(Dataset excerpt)
*-*-*

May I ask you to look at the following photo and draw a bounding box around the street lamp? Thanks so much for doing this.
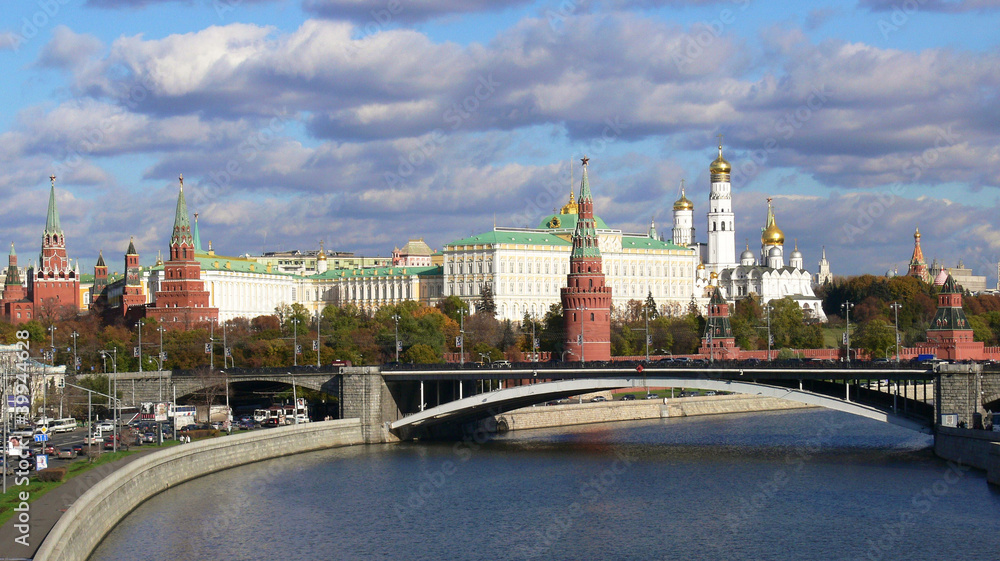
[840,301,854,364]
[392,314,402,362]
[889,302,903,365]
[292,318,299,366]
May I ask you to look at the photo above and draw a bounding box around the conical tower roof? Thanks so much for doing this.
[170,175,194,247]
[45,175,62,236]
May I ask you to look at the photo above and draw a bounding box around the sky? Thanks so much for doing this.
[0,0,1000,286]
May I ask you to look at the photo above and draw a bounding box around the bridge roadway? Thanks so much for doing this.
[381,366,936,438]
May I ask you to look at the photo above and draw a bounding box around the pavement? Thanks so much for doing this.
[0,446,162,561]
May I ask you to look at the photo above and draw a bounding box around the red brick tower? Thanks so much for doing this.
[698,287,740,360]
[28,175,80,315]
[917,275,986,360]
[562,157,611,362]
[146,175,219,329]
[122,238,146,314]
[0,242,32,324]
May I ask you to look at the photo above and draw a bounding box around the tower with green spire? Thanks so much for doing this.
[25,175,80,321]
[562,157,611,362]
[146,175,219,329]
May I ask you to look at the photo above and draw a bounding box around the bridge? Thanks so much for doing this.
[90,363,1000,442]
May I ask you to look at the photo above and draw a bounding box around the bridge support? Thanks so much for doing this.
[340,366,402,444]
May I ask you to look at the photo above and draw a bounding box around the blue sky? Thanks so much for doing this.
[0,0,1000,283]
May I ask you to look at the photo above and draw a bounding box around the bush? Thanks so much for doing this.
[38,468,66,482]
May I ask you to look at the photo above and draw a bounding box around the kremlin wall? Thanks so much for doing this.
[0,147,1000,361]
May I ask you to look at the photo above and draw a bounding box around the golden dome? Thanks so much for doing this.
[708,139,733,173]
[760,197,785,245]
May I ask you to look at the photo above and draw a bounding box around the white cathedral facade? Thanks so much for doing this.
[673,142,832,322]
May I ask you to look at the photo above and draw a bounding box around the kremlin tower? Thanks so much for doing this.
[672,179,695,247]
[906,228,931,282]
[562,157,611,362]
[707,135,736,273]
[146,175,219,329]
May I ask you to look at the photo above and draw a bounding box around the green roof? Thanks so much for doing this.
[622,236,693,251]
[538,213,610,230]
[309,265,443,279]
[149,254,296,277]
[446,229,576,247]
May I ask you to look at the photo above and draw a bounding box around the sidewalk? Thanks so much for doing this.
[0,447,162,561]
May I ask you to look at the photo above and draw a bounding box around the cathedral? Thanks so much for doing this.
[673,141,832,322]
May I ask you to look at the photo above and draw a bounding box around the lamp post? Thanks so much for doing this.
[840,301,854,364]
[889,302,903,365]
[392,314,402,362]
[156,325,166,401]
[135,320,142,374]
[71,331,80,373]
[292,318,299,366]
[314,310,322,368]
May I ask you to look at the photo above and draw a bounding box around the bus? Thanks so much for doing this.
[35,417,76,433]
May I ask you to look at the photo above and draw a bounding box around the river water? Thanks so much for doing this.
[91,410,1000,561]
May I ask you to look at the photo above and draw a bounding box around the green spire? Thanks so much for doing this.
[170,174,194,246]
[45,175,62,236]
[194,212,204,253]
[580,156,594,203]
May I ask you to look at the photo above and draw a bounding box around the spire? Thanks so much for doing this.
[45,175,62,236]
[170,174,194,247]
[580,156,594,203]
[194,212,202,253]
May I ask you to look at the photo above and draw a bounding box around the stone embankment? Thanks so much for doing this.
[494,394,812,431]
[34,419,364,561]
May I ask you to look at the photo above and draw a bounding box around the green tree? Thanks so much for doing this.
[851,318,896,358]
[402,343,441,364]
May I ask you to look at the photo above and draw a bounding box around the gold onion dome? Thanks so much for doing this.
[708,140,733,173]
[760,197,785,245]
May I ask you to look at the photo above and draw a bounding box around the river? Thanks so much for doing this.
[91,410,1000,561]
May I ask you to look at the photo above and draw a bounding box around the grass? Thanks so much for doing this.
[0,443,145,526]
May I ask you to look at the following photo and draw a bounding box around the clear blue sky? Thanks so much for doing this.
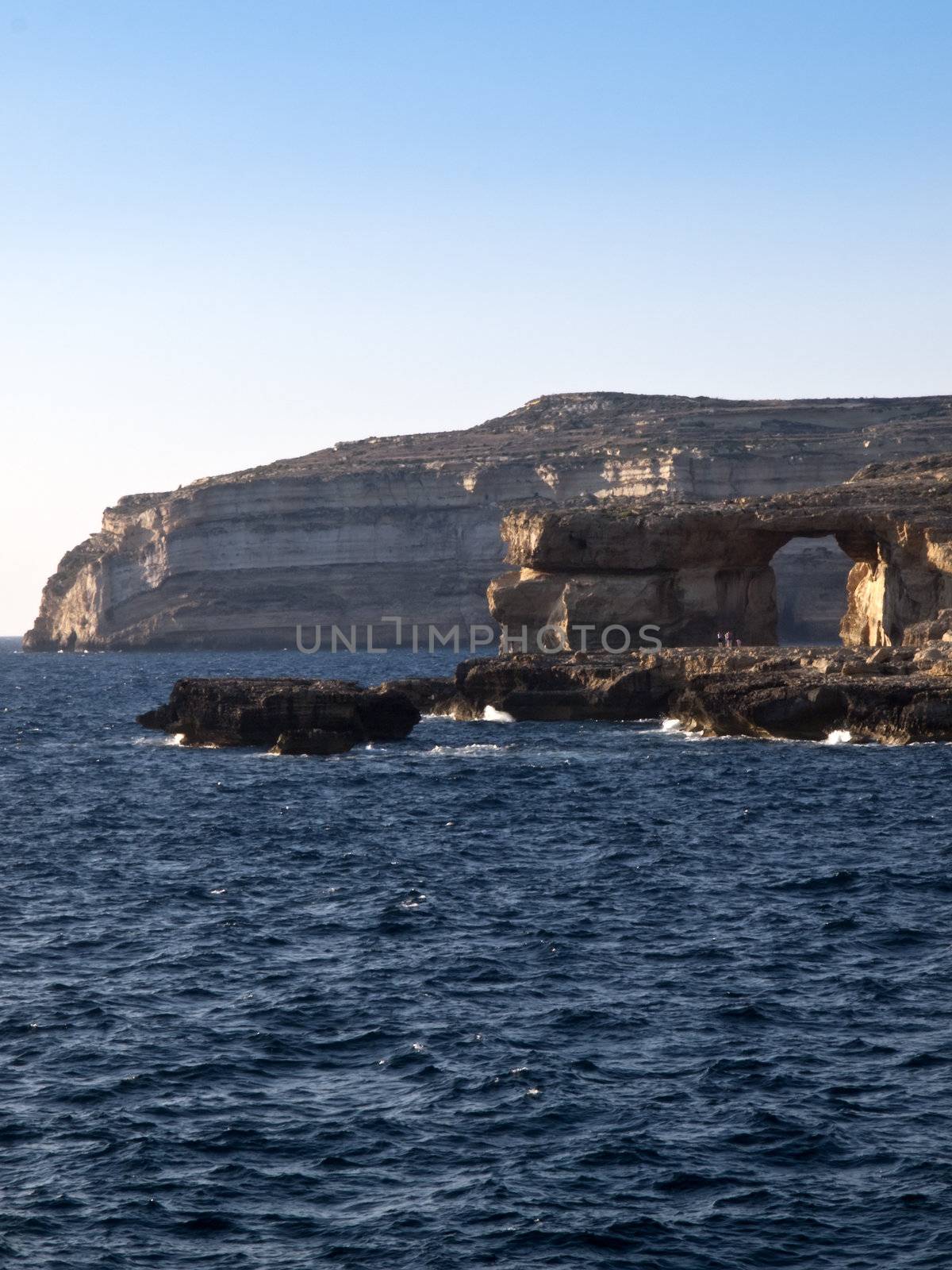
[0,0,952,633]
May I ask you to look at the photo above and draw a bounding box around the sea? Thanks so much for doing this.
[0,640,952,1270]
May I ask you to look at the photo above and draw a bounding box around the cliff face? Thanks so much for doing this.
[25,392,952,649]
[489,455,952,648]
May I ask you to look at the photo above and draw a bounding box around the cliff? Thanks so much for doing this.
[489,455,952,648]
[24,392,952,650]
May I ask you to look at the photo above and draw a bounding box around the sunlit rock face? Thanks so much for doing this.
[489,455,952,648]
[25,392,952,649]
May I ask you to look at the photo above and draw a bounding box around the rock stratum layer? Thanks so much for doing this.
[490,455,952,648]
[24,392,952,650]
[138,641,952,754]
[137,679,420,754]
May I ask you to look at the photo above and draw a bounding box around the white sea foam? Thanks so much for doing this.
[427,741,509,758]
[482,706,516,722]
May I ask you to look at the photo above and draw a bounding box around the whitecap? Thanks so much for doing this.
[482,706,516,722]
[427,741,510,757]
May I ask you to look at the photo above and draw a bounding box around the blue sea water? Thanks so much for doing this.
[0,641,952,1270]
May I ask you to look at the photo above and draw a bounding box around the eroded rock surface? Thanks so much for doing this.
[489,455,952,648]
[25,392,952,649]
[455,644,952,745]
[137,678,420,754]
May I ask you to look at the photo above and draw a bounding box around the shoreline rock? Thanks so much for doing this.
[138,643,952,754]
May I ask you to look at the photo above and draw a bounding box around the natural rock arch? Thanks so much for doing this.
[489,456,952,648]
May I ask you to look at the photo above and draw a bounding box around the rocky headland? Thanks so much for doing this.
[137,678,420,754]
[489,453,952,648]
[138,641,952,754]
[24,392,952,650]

*-*-*

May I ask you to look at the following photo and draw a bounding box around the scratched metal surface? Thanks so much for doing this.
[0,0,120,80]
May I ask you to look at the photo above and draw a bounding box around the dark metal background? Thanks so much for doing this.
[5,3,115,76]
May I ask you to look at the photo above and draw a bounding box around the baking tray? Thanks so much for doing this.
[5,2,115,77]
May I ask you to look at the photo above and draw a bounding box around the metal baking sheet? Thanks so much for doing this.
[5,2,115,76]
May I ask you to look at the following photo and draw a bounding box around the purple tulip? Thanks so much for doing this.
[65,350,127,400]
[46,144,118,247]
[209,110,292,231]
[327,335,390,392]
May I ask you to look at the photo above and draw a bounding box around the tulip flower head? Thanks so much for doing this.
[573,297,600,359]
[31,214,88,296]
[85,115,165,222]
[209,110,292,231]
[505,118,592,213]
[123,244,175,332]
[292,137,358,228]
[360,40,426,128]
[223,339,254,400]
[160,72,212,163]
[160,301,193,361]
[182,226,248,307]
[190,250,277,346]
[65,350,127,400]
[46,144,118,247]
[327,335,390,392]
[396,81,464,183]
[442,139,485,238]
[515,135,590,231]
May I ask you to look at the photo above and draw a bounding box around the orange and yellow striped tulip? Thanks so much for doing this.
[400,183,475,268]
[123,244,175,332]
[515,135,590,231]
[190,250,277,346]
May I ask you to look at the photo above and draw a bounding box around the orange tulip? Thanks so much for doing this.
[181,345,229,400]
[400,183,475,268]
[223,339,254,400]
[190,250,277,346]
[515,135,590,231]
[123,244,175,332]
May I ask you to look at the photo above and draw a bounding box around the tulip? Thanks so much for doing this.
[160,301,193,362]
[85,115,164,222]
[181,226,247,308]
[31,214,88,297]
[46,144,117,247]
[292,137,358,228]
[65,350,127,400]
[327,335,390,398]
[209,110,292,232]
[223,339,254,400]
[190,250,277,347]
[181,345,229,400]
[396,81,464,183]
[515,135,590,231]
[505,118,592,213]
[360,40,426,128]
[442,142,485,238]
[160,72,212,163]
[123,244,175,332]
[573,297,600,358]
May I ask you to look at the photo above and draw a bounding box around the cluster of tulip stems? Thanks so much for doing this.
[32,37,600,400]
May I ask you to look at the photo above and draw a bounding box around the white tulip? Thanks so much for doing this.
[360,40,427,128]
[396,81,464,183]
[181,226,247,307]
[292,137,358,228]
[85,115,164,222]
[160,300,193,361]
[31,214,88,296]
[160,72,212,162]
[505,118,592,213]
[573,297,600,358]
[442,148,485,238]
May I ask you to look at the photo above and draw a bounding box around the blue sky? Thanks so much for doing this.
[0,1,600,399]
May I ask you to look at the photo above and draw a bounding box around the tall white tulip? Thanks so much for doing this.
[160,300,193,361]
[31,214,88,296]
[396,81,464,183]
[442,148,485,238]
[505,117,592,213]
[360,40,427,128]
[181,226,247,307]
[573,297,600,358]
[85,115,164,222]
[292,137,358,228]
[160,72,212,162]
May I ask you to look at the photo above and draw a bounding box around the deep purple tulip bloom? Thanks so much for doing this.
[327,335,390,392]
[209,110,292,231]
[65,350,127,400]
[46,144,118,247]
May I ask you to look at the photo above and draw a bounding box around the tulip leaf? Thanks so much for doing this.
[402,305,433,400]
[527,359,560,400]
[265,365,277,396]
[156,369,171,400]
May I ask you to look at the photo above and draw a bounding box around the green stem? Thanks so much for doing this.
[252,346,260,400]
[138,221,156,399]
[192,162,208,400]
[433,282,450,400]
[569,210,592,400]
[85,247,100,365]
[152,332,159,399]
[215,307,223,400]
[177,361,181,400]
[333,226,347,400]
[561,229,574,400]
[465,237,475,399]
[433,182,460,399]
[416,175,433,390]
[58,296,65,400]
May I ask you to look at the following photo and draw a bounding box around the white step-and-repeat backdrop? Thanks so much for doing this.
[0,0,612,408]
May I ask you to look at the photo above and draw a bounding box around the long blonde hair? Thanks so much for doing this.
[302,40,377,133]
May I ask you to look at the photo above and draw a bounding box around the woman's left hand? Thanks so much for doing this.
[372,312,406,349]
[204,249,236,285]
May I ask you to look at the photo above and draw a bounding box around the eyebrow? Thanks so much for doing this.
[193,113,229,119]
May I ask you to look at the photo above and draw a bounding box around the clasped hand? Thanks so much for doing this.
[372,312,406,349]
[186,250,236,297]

*-*-*

_Task objective_
Put the records from the line with "foam? Thanks so much for doing this." to the line with "[0,641,952,1270]" into a two-column CSV with the columns request and answer. Each request gets one row, with its text and its answer each in a single quoted field and line breaks replaced by spaces.

_Exercise response_
request,answer
"May I ask you to look at the photo above and draw a bounding box around the white sea foam? Thanks so much for doing this.","[427,741,509,758] [482,706,516,722]"
"May I ask you to look at the photo above and draw a bounding box around the whitecap? Thanks so much for doing this.","[482,706,516,722] [427,741,510,757]"
"May I ask you to look at the photo above and draw a bounding box around the blue sea water? Thanks so much for doing this.","[0,641,952,1270]"